- _Text zum Lesen_:
Sonntag, 18. Mai 2008

Wilde Theorien III: Einige Gedanken zum Thema "Verbissenheit"

Verbissenheit ist eine Eigenschaft, die bei mir negative Assoziatio- nen weckt: sie steht (meiner Ansicht nach) Begriffen wie Rücksichtslosigkeit, Sturheit und Besessenheit näher als eher positiv konnotierten Eigenschaften wie Zielstrebigkeit, Entschlossenheit und Konsequenz. Ich habe mich gefragt, warum Menschen verbissen sind, und wie sich Verbissenheit (sicherlich nicht in allen, aber doch verhältnismäßig vielen Fällen) auswirkt, und ich habe folgende Theorie aufgestellt: Verbissene Menschen sind meist solche, die sich Ziele stecken, die über ihre natürlich gegebenen Fähigkeiten weit hinausgehen. Deswegen meine Vermutung: Wer verbissen ist, kommt zwar oft sehr weit und mit Sicherheit wesentlich weiter als z.B. faule Menschen, aber dennoch wird der Verbissene sein Ziel nie ganz erreichen. Das sieht man gerade sehr schön in zwei der beliebtesten deutschen Casting-Shows "Deutschland sucht den Superstar" und "Germany's Next Topmodel".

- _Auszüge aus Datensätzen_:
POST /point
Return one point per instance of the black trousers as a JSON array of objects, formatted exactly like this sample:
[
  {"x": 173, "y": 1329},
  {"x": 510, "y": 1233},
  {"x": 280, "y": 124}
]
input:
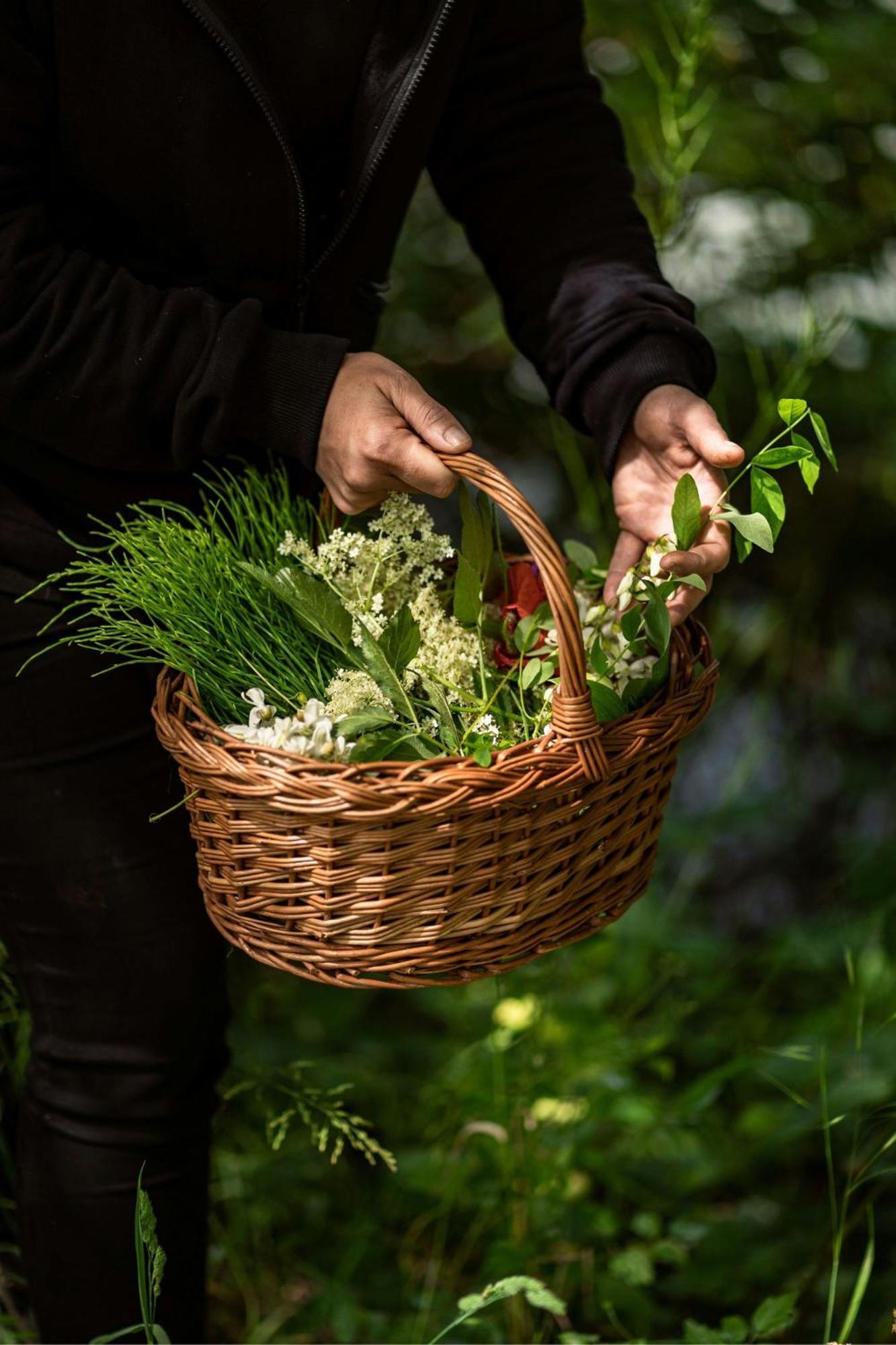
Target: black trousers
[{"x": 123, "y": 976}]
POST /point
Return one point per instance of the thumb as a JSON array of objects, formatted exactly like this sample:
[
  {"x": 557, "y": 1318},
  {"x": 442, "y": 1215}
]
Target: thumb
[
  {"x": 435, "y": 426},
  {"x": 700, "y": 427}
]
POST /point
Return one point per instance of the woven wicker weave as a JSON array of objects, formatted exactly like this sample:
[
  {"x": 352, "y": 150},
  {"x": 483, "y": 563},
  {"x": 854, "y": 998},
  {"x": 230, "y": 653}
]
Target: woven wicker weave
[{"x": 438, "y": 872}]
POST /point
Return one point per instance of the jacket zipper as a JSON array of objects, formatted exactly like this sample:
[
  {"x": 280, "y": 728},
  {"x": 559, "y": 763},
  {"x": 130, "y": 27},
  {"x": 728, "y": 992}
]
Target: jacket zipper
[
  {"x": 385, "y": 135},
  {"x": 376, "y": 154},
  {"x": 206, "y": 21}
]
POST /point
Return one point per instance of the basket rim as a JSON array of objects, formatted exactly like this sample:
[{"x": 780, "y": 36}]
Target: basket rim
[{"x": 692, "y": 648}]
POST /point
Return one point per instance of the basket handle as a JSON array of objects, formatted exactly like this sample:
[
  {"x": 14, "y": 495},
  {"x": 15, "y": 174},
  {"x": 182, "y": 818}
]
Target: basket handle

- _Aufgaben bearbeiten_:
1 > Beantworten Sie zum Text über Verbissenheit folgende Fragen:
(a) Welches Datum steht über dem Text?
(b) Welchen drei Begriffen steht Verbissenheit laut Text näher?
(c) Welche beiden Casting-Shows werden im Text genannt?
2 > Greifen Sie aus den Datensätzen jede Zeile heraus, in der die Zeichenfolge "zipper" vorkommt, und geben Sie diese Zeilen vollständig wieder.

- _Lösungen nach Aufgaben_:
1 >
(a) Sonntag, 18. Mai 2008
(b) Rücksichtslosigkeit, Sturheit und Besessenheit
(c) "Deutschland sucht den Superstar" und "Germany's Next Topmodel"

2 >
Return one point per instance of the jacket zipper as a JSON array of objects, formatted exactly like this sample:
Target: jacket zipper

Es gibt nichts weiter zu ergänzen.